练习题目 1: 根据下方讲解模型微调的文本节选,这个例子在 Apple Silicon (M3) 上进行微调训练时大约使用了多少内存?
练习题目 2: 将下方讲解模型微调的文本节选中,从“active_device = torch.device('mps')”起一直到“active_device = torch.device('cuda')”为止的全部内容照原文誊写出来。
练习题目 3: 接着下方讲解模型微调的文本节选往下续写,从它最后一句之后开始。

文本节选:
• • • • •

注意,由于 BitsAndBytesConfig 无法在 Apple Silicon (M3) 上使用,所以需要进行平台判断并做相应处理。由于无法使用量化方法进行处理,所以在 Apple Silicon (M3) 上需要使用更多的内存进行微调训练,在这个例子中大约使用了 75 GB 的内存。

compute_dtype = getattr(torch, "float16")

quant_config = BitsAndBytesConfig(
    load_in_4bit=True,
    bnb_4bit_quant_type="nf4",
    bnb_4bit_compute_dtype=compute_dtype,
    bnb_4bit_use_double_quant=False,
)
if torch.backends.mps.is_available():
    print("Using 'mps' (Apple Silicon)")
    active_device = torch.device('mps')
    model = AutoModelForCausalLM.from_pretrained(
        pretrained_model_name_or_path=base_model,
        trust_remote_code=True,
        low_cpu_mem_usage=True,
        device_map=active_device
    )
elif torch.cuda.is_available():
    print("Using GPU")
    active_device = torch.device('cuda')
    model = AutoModelForCausalLM.from_pretrained(
        base_model,
        quantization_config=quant_config,
        device_map=active_device
    )
else:
    print("Using CPU")
    active_device = torch.device('cpu')
    model = AutoModelForCausalLM.from_pretrained(
        base_model,
        quantization_config=quant_config,
        device_map=active_device
    )

model.config.use_cache = False
model.config.pretraining_tp = 1

6. 加载模型的 tokenizer

tokenizer = AutoTokenizer.from_pretrained(base_model, trust_remote_code=True)
tokenizer.pad_token = tokenizer.eos_token
tokenizer.padding_side = "right"

7. 配置 PEFT 参数

peft_params = LoraConfig(
    lora_alpha=16,
    lora_dropout=0.1,
    r=64,
    bias="none",
    task_type="CAUSAL_LM",
)

• • • • •

关于物体出现位置的数据集行:
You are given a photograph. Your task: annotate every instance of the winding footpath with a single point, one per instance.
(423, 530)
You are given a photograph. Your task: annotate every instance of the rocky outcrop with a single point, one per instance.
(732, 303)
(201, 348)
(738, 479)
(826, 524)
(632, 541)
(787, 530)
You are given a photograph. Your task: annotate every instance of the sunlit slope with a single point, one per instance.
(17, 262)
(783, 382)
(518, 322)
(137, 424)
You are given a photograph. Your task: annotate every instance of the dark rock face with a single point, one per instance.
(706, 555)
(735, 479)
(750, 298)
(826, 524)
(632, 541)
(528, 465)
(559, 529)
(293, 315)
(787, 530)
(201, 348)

• • • • •

参考答案 1: 大约 75 GB。

参考答案 2:
active_device = torch.device('mps')
    model = AutoModelForCausalLM.from_pretrained(
        pretrained_model_name_or_path=base_model,
        trust_remote_code=True,
        low_cpu_mem_usage=True,
        device_map=active_device
    )
elif torch.cuda.is_available():
    print("Using GPU")
    active_device = torch.device('cuda')

参考答案 3:
8. 配置训练参数

training_params = TrainingArguments(
	output_dir="./results",
	num_train_epochs=1,
	per_device_train_batch_size=4,
	gradient_accumulation_steps=1,
	gradient_checkpointing = True,
	learning_rate=2e-4,
	weight_decay=0.001,
	lr_scheduler_type="constant",
	warmup_ratio=0.03,
	max_grad_norm=0.3,
	max_steps=-1,
	save_steps=25,
	logging_steps=25,
	logging_dir="./logs", 
	group_by_length=True,
	fp16=False,
	report_to="tensorboard",
	adam_beta2=0.999,
	do_train=True
)

9. 模型微调训练

trainer = SFTTrainer(
    model=model,
    train_dataset=dataset_train,
    peft_config=peft_params,
    dataset_text_field="text",
    max_seq_length=None,
    tokenizer=tokenizer,
    args=training_params,
    packing=False,
)
trainer.train()

10. 保存训练好的模型

trainer.model.save_pretrained(new_model)
trainer.tokenizer.save_pretrained(new_model)

11. 使用模型

logging.set_verbosity(logging.CRITICAL)

prompt = "Who is Leonardo Da Vinci?"
pipe = pipeline(task="text-generation", model=model, tokenizer=tokenizer, max_length=200)
result = pipe(f"<s>[INST] {prompt} [/INST]")
print(result[0]['generated_text'])